Sleep is one of the most essential needs for humans and animals alike. However, in spite of all of humanity’s technological and scientific advances this last century, the exact way in which sleep works still remains mostly a mystery.
One thing scientists do know, however, is that adequate sleep is absolutely fundamental for healthy functioning. Unfortunately, whether we get high quality sleep at night is dependent on many factors, not just the time we go to bed and when we set the alarm for. While some of these factors may be related to issues beyond our control or understanding, some can be easily improved if only armed with the right information.
One of these factors which affects our sleep quality is diet. As the saying goes, “you are what you eat.” Unsurprisingly, the chemical components we feed our brains impact the way it functions, both awake and asleep.
Here’s a list of tips to keep in mind during the day to improve your sleep quality at night.
Caffeine helps many of us improve our performance during the day. It does so by binding to adenosine receptors in the brain (normally responsible for slowing down neuron activity) and speeding up neuron activity instead. Additionally, the brain notices this increase in activity and releases adrenaline (the “fight or flight” hormone) which increases attention and makes us feel awake.
The downside is that this substance can remain in the bloodstream for up to six hours from the moment you consume it. This means that drinking caffeine in the evening and possibly in the afternoon as well can impact your brain’s ability to naturally slow down and enter sleep mode at night. Even though you may not notice it, that cup of coffee you drank hours ago may be the reason you are not managing to fall asleep correctly.
People’s bodies are different and therefore caffeine affects us all to different degrees. Nevertheless, if you are concerned about your health and sleep quality, it’s a good idea to avoid it altogether for at least 6 hours before going to bed.
While alcohol can make you fall asleep faster, it actually disrupts your sleep quality during the night. Alcohol disrupts REM (rapid eye movement) sleep, the most important restorative phase of the sleep cycle. A lack of proper REM sleep can have negative effects for both physical and psychological health. Therefore, even though alcohol may help you fall asleep faster, you will end up feeling less rested in the end. In order to maximize sleep quality it’s best to avoid alcohol before bedtime.
Additionally, alcohol places a strain on the body by dehydrating it, which leads us to our next tip:
Dehydration causes your mouth and nasal passages to become dry. This can potentially lead to sleep-disruptive snoring. A lack of proper hydration can also lead to leg cramps that may keep you awake. Being dehydrated during the night also compromises alertness, and cognitive performance the following day.

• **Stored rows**
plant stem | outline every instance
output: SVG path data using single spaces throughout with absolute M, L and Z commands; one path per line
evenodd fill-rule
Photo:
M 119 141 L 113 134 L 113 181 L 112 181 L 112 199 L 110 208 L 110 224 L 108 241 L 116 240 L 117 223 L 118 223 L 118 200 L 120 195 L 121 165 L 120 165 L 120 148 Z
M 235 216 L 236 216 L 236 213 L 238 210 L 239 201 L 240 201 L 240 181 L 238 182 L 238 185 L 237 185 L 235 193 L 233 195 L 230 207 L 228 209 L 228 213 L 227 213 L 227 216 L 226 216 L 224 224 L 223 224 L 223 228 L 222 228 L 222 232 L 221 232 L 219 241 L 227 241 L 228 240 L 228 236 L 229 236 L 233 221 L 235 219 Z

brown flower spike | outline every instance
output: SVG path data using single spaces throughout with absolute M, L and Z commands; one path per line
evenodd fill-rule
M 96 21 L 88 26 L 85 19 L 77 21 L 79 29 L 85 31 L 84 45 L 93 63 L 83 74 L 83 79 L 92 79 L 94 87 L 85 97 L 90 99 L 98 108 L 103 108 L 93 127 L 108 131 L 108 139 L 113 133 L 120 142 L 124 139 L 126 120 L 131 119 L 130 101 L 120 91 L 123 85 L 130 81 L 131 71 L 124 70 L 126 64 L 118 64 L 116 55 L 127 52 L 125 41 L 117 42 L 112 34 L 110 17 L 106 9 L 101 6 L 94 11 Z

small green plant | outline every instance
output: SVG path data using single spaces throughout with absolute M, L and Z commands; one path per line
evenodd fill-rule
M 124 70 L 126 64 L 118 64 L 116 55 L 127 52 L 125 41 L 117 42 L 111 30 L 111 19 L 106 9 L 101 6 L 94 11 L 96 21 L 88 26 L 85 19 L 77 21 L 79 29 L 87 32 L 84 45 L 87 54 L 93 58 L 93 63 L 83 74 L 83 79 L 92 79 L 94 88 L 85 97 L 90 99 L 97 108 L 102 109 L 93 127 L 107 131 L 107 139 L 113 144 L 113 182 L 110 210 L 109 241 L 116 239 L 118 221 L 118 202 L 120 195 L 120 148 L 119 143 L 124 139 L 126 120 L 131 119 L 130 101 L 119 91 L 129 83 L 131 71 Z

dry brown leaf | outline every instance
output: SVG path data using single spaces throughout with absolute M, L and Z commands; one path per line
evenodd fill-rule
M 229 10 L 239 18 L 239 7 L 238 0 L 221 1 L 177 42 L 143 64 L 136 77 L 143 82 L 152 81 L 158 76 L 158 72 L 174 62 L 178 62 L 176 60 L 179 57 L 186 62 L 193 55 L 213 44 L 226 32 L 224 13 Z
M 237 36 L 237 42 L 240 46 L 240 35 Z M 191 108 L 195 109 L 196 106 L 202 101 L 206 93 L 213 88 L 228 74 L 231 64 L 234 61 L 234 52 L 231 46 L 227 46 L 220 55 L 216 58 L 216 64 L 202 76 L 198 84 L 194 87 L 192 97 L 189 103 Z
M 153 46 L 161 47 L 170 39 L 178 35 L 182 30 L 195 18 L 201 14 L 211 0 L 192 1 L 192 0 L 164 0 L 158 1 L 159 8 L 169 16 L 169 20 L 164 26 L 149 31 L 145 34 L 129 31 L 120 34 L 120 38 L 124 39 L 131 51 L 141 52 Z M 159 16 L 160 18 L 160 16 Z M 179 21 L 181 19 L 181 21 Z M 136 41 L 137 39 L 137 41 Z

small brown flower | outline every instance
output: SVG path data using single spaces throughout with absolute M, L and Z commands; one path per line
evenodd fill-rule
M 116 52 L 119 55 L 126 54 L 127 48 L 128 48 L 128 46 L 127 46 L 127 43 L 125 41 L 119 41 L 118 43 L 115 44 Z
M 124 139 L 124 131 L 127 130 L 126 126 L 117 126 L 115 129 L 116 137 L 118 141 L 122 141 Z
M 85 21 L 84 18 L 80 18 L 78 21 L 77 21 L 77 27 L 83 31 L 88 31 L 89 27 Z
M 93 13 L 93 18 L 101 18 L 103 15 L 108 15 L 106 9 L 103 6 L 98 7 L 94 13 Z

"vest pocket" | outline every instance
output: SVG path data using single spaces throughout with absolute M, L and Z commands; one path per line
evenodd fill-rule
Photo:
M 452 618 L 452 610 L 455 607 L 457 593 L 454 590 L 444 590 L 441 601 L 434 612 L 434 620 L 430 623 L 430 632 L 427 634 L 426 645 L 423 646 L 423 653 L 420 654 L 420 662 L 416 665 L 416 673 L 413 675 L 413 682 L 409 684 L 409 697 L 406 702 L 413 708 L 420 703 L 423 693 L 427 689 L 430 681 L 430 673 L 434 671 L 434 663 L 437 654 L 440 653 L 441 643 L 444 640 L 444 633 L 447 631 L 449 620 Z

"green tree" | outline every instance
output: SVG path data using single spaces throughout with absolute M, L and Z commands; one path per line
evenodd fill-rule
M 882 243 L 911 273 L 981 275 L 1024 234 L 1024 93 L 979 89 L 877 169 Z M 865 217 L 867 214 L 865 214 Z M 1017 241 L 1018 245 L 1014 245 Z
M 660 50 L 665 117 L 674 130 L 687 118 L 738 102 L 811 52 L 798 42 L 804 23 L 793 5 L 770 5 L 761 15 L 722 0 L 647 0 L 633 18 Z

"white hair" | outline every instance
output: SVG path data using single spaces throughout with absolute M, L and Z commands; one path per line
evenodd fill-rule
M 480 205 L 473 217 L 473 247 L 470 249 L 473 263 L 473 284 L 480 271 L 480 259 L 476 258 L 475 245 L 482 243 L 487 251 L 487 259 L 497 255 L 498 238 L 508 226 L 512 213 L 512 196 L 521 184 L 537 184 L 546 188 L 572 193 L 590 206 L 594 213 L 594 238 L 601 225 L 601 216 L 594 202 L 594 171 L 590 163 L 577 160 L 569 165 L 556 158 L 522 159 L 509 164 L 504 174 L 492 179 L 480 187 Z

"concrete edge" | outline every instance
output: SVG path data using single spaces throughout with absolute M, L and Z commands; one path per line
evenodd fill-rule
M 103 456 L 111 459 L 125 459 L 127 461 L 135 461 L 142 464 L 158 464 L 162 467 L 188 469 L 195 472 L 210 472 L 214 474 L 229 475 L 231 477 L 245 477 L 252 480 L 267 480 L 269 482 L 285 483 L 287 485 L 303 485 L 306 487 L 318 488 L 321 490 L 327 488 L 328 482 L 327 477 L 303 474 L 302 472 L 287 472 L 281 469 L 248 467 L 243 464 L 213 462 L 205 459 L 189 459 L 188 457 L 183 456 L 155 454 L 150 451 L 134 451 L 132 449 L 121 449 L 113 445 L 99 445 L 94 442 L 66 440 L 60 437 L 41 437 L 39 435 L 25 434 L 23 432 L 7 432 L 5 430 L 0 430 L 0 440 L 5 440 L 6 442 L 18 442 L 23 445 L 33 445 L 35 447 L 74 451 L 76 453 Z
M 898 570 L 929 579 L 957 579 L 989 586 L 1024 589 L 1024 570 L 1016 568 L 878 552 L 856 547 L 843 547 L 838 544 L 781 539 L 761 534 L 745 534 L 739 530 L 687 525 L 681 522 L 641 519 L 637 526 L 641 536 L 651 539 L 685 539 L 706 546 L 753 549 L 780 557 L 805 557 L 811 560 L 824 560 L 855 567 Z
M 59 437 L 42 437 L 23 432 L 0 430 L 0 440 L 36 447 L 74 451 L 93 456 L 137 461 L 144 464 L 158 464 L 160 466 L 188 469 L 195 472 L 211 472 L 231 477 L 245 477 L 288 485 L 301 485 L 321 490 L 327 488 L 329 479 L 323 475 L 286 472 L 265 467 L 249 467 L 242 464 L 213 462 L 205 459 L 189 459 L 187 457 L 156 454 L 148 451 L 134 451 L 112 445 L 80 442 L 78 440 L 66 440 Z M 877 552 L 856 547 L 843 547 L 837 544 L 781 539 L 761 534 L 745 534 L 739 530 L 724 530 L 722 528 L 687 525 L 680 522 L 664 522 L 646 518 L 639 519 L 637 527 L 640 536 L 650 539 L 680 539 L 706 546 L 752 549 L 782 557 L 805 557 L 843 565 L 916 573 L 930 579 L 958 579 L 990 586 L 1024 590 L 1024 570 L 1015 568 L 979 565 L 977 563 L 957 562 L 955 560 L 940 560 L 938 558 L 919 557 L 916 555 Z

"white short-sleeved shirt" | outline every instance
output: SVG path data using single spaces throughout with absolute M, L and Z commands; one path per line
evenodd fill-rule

• **Prompt 1**
Answer these questions about the text on diet and sleep:
(a) For up to how long can caffeine remain in the bloodstream after it is consumed?
(b) Which phase of the sleep cycle does alcohol disrupt?
(c) Besides snoring, what can a lack of proper hydration lead to that may keep you awake?
• **Prompt 2**
From the text on diet and sleep, extract the part that opens with the words containing "Sleep is one" and closes with "awake and asleep.".
• **Prompt 3**
Write what comes next in the text on diet and sleep, picking up after its final sentence.
The rows above are separate material and have no connection to the text on diet and sleep.

• **Task response 1**
(a) Up to six hours.
(b) REM (rapid eye movement) sleep.
(c) Leg cramps.

• **Task response 2**
Sleep is one of the most essential needs for humans and animals alike. However, in spite of all of humanity’s technological and scientific advances this last century, the exact way in which sleep works still remains mostly a mystery.
One thing scientists do know, however, is that adequate sleep is absolutely fundamental for healthy functioning. Unfortunately, whether we get high quality sleep at night is dependent on many factors, not just the time we go to bed and when we set the alarm for. While some of these factors may be related to issues beyond our control or understanding, some can be easily improved if only armed with the right information.
One of these factors which affects our sleep quality is diet. As the saying goes, “you are what you eat.” Unsurprisingly, the chemical components we feed our brains impact the way it functions, both awake and asleep.

• **Task response 3**
Conversely, short sleep duration may in turn cause inadequate hydration during the day, according to a recent study carried out by academics at Penn State University.This study involved more than 20,000 adults and showed a correlation between hydration and sleep quality. Those who slept at least 8 hours per day had higher levels of a hormone called vasopressin, which is related to the body’s ability to remain properly hydrated.
As we can see, the body’s ability to sleep well at night and remain properly hydrated during the day go hand in hand
When You Eat Impacts Your Sleep
Just like the rest of the body, the digestive system needs some time to rest and recover. A large quantity of food can take the body several hours to digest. This means that lying down with a full stomach forces your digestive system to work overtime. Some of the potential side effects of this are indigestion, acid reflux, heartburn, and other sleep-disrupting symptoms.
According to scientists at Brazil's Universidade Federal de São Paulo, the timing of food intake can have an impact on the brain’s sleep patterns. Consuming lots of processed carbs, fats or sugar right before bed can disrupt the brain’s REM and non-REM sleep cycles, which as mentioned previously are a fundamental part of the sleep process.
Therefore, it is advisable to eat dinner a few hours before bedtime, particularly if it is a large meal.
As with hydration, diet and sleep quality are a two way street. Not only can a poor diet affect our ability to sleep well, a lack of sleep can also make us eat more during the day. Poor sleep increases cravings, and over time this increases risks for obesity and disorders such as diabetes. Sleeping well is one of several necessary factors in order to protect one’s weight and maintain a healthy, happy lifestyle.